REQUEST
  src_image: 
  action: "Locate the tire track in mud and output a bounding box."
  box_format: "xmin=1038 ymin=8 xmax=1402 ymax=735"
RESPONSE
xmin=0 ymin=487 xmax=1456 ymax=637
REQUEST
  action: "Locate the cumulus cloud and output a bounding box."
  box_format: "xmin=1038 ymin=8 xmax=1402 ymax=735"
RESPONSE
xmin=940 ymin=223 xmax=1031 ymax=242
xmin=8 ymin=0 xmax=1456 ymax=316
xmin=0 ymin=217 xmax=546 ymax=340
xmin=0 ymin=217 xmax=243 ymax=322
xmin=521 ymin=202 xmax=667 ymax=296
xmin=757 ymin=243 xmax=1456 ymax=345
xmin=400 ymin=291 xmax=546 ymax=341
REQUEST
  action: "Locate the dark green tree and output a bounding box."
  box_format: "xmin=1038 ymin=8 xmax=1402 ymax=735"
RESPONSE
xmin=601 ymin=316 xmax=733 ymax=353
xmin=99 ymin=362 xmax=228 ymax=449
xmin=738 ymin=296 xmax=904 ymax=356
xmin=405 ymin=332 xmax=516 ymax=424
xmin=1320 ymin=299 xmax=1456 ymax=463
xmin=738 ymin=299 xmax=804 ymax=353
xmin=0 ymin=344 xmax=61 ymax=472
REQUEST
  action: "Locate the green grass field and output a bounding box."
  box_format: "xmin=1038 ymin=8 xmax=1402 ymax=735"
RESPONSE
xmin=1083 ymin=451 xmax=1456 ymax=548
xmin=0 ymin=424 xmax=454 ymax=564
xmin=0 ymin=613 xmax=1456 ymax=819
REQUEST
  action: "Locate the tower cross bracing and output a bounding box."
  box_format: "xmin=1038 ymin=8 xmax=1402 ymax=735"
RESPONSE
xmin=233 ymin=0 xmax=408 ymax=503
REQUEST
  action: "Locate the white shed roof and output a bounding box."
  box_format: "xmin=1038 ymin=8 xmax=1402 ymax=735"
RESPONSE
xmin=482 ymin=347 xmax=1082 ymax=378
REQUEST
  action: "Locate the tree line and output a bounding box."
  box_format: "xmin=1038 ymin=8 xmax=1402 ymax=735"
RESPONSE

=-=-=

- [Task prompt]:
How many lines of the data above contain the word "green"? Case counts. Reply with the number alone.

- [Written response]:
2